TASK REQUIREMENTS →
Nothing but an exact repetition of the listing should be returned.

>>>>>

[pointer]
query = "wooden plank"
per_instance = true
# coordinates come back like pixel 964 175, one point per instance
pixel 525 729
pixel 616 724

<<<<<

RESULT →
[pointer]
query = "wooden plank"
per_instance = true
# coordinates come back like pixel 964 175, one point per instance
pixel 525 729
pixel 616 724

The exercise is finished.